Import and create projects in the AI Catalog¶
The AI Catalog enables seamlessly finding, sharing, tagging, and reusing data, helping to speed time to production and increase collaboration. The catalog provides easy access to the data needed to answer a business problem while ensuring security, compliance, and consistency. With the AI Catalog, you can:
- Execute simple data preparation, leveraging SQL scripts for pinpointed results.
- Create datasets without the full commitment of creating projects.
- Find, access, delete, and reuse the assets you need.
- Share data without sharing projects, decreasing risks and costs around data duplication.
- Support data security and governance, which reduces friction and speeds up model adoption, through selective addition to the catalog, role-based sharing, and an audit trail.
For on-premises users, DataRobot recommends enabling Elasticsearch for significantly improved search matches, relevancy, and rankings. Contact your DataRobot representative for help configuring and deploying Elasticsearch.
The AI Catalog is a centralized collaboration hub for working with data and related assets. The DataRobot landing page provides the option to start a project via the legacy method or by using the AI Catalog.

=== Data records ===
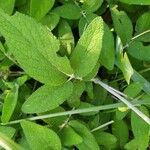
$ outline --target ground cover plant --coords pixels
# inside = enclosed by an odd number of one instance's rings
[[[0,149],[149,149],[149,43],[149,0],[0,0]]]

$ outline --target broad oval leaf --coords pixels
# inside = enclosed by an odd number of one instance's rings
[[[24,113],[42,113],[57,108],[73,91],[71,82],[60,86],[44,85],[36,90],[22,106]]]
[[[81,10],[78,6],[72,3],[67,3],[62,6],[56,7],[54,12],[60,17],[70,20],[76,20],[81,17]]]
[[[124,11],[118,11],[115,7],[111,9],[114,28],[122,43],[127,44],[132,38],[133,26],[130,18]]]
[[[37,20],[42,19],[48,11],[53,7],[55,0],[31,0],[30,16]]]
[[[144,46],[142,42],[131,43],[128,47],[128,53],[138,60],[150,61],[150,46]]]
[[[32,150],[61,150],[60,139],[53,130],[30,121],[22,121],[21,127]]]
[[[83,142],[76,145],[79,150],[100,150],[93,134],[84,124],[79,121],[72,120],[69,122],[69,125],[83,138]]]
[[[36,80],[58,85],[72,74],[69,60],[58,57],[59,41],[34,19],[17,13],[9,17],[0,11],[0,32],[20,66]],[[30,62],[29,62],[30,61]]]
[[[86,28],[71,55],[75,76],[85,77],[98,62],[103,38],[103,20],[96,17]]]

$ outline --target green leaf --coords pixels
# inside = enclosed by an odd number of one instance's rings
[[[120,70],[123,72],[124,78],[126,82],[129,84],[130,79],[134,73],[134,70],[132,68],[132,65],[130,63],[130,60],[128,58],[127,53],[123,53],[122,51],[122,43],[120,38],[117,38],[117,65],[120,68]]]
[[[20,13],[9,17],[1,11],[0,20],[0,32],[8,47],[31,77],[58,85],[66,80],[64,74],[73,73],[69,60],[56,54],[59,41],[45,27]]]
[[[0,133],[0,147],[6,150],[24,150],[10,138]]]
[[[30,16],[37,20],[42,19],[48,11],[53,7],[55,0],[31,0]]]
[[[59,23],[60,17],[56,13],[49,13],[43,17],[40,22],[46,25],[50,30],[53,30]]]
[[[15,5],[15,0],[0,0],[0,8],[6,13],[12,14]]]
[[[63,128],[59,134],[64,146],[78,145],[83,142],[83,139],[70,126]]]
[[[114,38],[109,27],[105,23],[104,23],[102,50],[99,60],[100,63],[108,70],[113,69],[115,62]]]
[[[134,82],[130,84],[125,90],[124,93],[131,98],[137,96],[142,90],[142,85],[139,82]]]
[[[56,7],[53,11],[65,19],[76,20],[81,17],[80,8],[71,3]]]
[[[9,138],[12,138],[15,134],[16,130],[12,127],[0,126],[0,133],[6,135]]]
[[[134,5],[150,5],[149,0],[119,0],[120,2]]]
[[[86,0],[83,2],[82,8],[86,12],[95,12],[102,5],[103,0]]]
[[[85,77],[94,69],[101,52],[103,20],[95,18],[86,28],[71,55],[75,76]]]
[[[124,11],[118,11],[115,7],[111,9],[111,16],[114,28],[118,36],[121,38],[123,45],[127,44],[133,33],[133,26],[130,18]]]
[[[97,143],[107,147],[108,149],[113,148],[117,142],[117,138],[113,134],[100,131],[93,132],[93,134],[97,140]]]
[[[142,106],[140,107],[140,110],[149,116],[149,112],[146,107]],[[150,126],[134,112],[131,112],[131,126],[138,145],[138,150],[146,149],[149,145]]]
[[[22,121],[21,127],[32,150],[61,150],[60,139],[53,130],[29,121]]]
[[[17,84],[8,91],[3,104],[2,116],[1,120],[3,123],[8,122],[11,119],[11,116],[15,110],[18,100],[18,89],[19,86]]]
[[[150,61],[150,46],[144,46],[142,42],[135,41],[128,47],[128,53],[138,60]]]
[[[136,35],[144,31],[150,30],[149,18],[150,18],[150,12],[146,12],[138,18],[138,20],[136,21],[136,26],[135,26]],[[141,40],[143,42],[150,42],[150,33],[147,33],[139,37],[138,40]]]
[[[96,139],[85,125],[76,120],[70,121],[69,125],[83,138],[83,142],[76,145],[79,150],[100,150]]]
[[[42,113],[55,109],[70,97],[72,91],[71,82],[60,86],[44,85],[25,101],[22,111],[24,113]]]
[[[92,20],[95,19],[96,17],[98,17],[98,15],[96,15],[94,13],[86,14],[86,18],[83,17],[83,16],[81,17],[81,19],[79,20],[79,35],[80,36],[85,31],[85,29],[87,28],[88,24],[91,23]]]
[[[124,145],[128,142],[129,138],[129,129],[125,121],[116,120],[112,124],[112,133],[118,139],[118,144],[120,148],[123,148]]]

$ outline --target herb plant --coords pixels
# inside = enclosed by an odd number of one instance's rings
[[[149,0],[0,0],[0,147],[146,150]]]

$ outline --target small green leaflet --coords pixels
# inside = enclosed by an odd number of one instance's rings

=== Short task 1 ===
Answer these from the AI Catalog text:
(a) What do on-premises users get a recommendation to enable?
(b) What does simple data preparation leverage?
(c) What two ways to start a project does the DataRobot landing page offer?
=== Short task 2 ===
List every capability that the AI Catalog text gives in its bulleted list of what you can do with the AI Catalog.
=== Short task 3 ===
Does each statement agree with the AI Catalog text? Give yes or no, and quote the words that decide it.
(a) Datasets can be created in the AI Catalog without creating projects.
(b) Enabling Elasticsearch is recommended for all users.
(c) The DataRobot landing page offers the AI Catalog as the only way to start a project.

=== Exercise output 1 ===
(a) Elasticsearch
(b) SQL scripts
(c) The legacy method, or using the AI Catalog

=== Exercise output 2 ===
- Execute simple data preparation, leveraging SQL scripts for pinpointed results.
- Create datasets without the full commitment of creating projects.
- Find, access, delete, and reuse the assets you need.
- Share data without sharing projects, decreasing risks and costs around data duplication.
- Support data security and governance, which reduces friction and speeds up model adoption, through selective addition to the catalog, role-based sharing, and an audit trail.

=== Exercise output 3 ===
(a) Yes: "Create datasets without the full commitment of creating projects."
(b) No: "For on-premises users, DataRobot recommends enabling Elasticsearch"
(c) No: "The DataRobot landing page provides the option to start a project via the legacy method or by using the AI Catalog."